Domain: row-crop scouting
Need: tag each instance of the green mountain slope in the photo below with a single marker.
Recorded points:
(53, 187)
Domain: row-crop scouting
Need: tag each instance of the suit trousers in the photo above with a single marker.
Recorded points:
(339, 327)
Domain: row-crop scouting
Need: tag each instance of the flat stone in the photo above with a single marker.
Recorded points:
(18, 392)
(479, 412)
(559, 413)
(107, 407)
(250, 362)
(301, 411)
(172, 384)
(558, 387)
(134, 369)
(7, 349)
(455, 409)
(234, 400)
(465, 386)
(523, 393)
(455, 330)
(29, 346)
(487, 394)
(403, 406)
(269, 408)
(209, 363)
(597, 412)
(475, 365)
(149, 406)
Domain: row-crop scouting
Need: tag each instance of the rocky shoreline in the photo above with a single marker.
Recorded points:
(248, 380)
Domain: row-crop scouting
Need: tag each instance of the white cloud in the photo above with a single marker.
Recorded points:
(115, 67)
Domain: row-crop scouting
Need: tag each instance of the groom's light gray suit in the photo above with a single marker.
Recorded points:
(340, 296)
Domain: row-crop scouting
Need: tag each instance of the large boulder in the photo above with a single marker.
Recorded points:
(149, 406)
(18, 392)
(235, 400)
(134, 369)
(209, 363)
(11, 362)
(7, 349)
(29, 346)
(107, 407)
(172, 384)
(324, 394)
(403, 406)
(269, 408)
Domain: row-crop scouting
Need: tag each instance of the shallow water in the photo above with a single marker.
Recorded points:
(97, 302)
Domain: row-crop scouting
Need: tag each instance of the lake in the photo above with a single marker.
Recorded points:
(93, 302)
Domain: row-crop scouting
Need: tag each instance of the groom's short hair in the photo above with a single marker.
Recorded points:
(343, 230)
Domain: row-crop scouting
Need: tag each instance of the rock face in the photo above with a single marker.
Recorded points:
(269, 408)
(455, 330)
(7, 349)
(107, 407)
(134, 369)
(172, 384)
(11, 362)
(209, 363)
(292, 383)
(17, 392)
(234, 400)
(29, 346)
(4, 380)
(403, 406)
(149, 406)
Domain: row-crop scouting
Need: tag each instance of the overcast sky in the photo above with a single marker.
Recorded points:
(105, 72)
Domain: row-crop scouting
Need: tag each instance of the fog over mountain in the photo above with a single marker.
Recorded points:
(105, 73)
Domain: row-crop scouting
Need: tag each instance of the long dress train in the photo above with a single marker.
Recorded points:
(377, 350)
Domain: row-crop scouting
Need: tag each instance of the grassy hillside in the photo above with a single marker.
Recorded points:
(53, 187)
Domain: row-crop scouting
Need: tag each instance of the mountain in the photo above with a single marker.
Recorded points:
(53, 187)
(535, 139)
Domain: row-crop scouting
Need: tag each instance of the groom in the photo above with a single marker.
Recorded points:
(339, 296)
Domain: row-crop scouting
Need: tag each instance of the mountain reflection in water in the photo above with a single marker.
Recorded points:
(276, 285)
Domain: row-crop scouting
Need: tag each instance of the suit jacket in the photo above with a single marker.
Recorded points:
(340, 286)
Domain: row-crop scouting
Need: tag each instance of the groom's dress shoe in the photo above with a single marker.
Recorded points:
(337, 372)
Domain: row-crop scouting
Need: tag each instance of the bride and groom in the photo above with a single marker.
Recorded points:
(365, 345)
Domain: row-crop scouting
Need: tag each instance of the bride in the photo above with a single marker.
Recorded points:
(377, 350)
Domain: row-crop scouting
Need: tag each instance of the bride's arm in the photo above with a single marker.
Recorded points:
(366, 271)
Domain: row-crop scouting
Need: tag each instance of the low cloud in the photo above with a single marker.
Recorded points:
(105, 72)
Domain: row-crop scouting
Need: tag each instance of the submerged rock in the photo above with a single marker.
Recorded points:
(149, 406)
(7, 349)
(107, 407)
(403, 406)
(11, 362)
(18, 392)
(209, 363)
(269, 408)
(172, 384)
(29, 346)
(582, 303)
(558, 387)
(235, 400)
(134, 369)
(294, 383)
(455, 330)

Work order:
Sift through the material above and copy the lines that contain the word "water".

Output below:
Need: tag each instance of the shallow water in the photo above with a single marker.
Need: tag each instance of the mountain reflection in water in the photo above with a single marker.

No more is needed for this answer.